Work order: Nothing outside the range below should be printed. Output exactly the lines from the line with "column 347, row 16" to the line with "column 482, row 324", both included.
[[ Records provided, beginning ]]
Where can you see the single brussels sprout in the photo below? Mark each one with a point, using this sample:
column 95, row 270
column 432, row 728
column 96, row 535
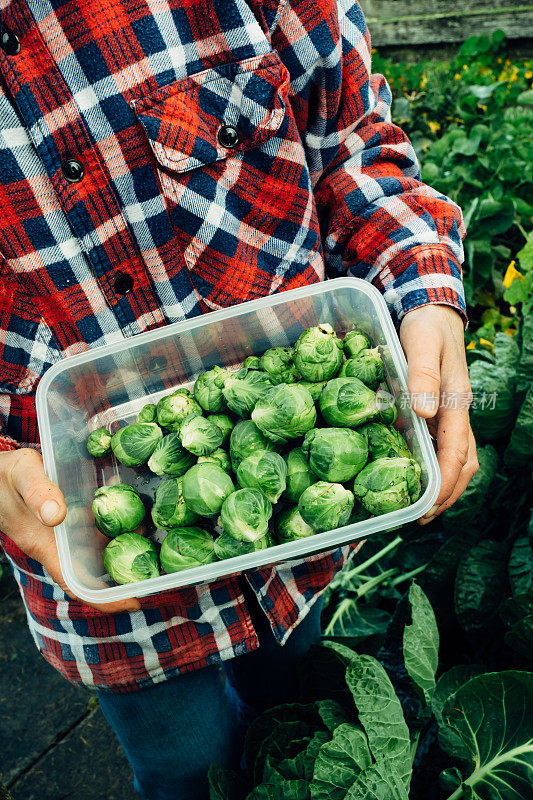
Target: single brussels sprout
column 335, row 454
column 278, row 364
column 367, row 366
column 299, row 475
column 388, row 484
column 117, row 509
column 252, row 362
column 130, row 558
column 187, row 547
column 169, row 509
column 318, row 353
column 219, row 457
column 228, row 547
column 245, row 514
column 347, row 403
column 325, row 506
column 266, row 471
column 314, row 389
column 172, row 409
column 245, row 439
column 290, row 525
column 99, row 443
column 148, row 413
column 199, row 435
column 285, row 412
column 387, row 411
column 384, row 441
column 205, row 487
column 134, row 444
column 355, row 342
column 170, row 458
column 223, row 422
column 208, row 393
column 243, row 389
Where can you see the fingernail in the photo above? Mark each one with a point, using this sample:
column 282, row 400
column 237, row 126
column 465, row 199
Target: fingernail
column 49, row 511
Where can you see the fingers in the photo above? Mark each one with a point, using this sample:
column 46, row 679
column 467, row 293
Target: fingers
column 42, row 497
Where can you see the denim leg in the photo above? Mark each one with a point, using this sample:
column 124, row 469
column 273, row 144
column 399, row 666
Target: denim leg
column 171, row 732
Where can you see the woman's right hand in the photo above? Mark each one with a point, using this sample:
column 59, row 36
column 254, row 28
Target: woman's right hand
column 30, row 506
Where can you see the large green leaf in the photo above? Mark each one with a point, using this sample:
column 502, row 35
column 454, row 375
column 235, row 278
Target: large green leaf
column 421, row 643
column 492, row 715
column 446, row 687
column 338, row 763
column 380, row 714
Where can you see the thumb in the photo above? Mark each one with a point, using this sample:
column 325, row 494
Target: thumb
column 42, row 497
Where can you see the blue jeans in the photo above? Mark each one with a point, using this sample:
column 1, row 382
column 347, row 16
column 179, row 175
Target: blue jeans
column 171, row 732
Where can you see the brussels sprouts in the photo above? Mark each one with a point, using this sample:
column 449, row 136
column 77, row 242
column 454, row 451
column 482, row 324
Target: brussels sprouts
column 117, row 509
column 290, row 526
column 170, row 457
column 134, row 444
column 243, row 389
column 172, row 409
column 208, row 393
column 187, row 547
column 367, row 366
column 148, row 413
column 347, row 403
column 299, row 475
column 130, row 558
column 228, row 547
column 285, row 412
column 199, row 435
column 252, row 362
column 266, row 471
column 245, row 439
column 335, row 454
column 245, row 514
column 384, row 441
column 205, row 487
column 325, row 506
column 223, row 422
column 318, row 353
column 355, row 342
column 314, row 389
column 278, row 364
column 219, row 457
column 99, row 443
column 388, row 484
column 169, row 509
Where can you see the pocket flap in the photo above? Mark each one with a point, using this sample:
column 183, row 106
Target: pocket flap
column 182, row 120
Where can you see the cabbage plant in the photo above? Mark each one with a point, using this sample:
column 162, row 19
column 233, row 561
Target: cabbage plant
column 388, row 484
column 134, row 444
column 117, row 509
column 130, row 558
column 205, row 487
column 187, row 547
column 266, row 471
column 318, row 353
column 285, row 412
column 335, row 454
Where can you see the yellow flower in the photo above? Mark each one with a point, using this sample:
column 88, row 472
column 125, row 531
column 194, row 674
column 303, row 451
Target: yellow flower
column 510, row 275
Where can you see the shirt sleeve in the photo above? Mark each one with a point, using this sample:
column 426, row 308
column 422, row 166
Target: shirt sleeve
column 378, row 221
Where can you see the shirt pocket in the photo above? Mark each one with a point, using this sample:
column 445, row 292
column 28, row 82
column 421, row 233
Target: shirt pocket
column 232, row 171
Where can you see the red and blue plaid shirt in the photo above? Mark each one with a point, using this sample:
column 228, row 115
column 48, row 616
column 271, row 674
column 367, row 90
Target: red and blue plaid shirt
column 203, row 153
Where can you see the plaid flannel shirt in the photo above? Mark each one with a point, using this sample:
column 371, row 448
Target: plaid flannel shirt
column 203, row 153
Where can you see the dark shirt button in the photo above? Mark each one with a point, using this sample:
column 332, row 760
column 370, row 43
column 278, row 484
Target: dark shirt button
column 73, row 170
column 10, row 43
column 228, row 136
column 123, row 283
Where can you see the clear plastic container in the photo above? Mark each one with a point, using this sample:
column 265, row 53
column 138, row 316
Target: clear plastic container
column 107, row 386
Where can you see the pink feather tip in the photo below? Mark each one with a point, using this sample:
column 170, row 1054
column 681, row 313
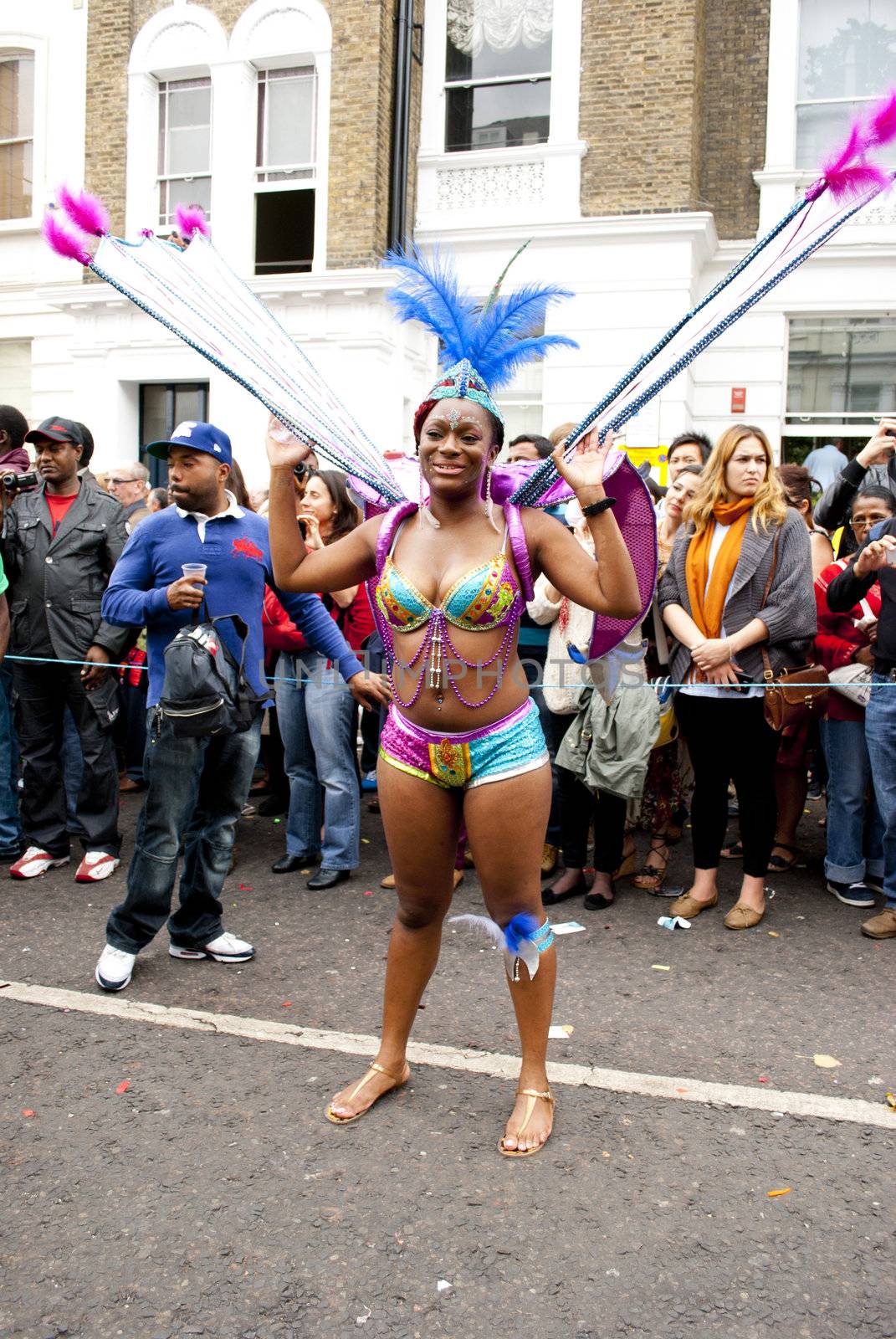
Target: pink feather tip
column 880, row 126
column 191, row 218
column 86, row 212
column 62, row 241
column 856, row 181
[[ Records provided, end ]]
Written answer:
column 347, row 16
column 179, row 175
Target: blue jeans
column 171, row 732
Where can you see the brussels sprouts in the photo above? Mark each one with a point, using this sample:
column 449, row 136
column 77, row 242
column 454, row 451
column 482, row 324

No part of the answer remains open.